# Pentium 4 CPU average temperature?



## Chip718 (Sep 14, 2004)

Hi. I am trying to find out what an average temperature for a Intel Pentium 4 Processor should be. According to Everest Pro My Motherboard (Intel Bonanza) 35°C (95°F) and the CPU 45 °C (113 °F), but when I encode video or run a scan my CPU goes to about 52°C (125°F) . I am not sure if this is normal or not. Any info will be appreciated?


----------



## superflysmith (Oct 15, 2004)

Those temps are acceptable for a pentium. Mine runs in the low 30's and with a load in the mid 40's but it is also very loud.


----------



## Volt-Schwibe (Jan 12, 2003)

i like temps around 45-55 myself.
(of course cooler is always better, but if it's 45-55, no worries)

the p4 will clock down at a certain temp, so it's not a good idea to go above 65 or it may begin to throttle.


----------



## Tumbleweed36 (May 14, 2005)

Hi,

Without going into great detail, what you are seeing is normal temperatures. We usually see the at-rest temps from 35c to 42c, and under stress in the 50s centigrade range. I would be very concerned if your stress temp exceeded 63c, but your CPU is equipped to handle even above that. If it gets above that, you need to look at cooling applications to address the issue. Hope this helps.

Addendum: Again, I am the slowest typist of this group and I am still typing while super and walt post. Anyhow, we all said about the same thing in different terms. Have a great day.


----------



## Stu_computer (Jul 7, 2005)

You want to avoid reaching the maximum temperature, for Intel P4's it averages about 70ºC (lowest 63º, highest 78º, mobiles are higher). 

You can check your particular CPU maximum temperature at this site...

Processor Electrical Specifications


.


----------

Data:
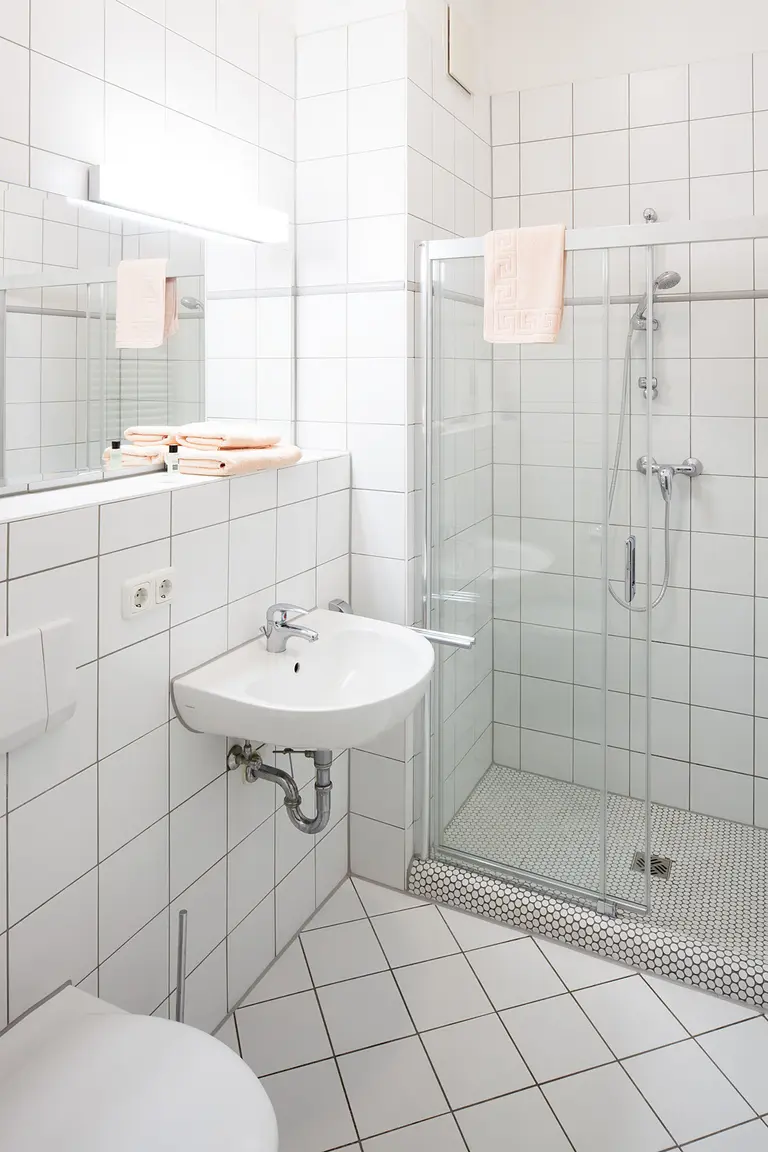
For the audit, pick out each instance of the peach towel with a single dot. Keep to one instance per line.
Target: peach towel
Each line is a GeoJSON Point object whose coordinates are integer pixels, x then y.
{"type": "Point", "coordinates": [136, 455]}
{"type": "Point", "coordinates": [211, 437]}
{"type": "Point", "coordinates": [524, 272]}
{"type": "Point", "coordinates": [151, 434]}
{"type": "Point", "coordinates": [147, 304]}
{"type": "Point", "coordinates": [236, 461]}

Tasks to complete:
1/ Answer these questions about the Pentium 4 temperature thread:
(a) What temperature does Chip718's CPU reach when encoding video or running a scan?
(b) Above what temperature does Volt-Schwibe say the P4 may begin to throttle?
(c) What average maximum temperature for Intel P4s does Stu_computer give?
2/ Which usernames post in the Pentium 4 temperature thread?
3/ Rewrite the paragraph of the Pentium 4 temperature thread that begins "Without going into great detail" as a short bulleted list, keeping its main facts.
The entries are not needed for any of this.

Per-task outputs:
1/
(a) About 52°C (125°F).
(b) 65.
(c) About 70ºC.

2/
- Chip718
- superflysmith
- Volt-Schwibe
- Tumbleweed36
- Stu_computer

3/
- The temperatures described are normal.
- At-rest temperatures usually run from 35c to 42c.
- Under stress, temperatures usually run in the 50s centigrade.
- A stress temperature above 63c would be very concerning, though the CPU can handle even higher.
- Above that point, cooling applications should be considered.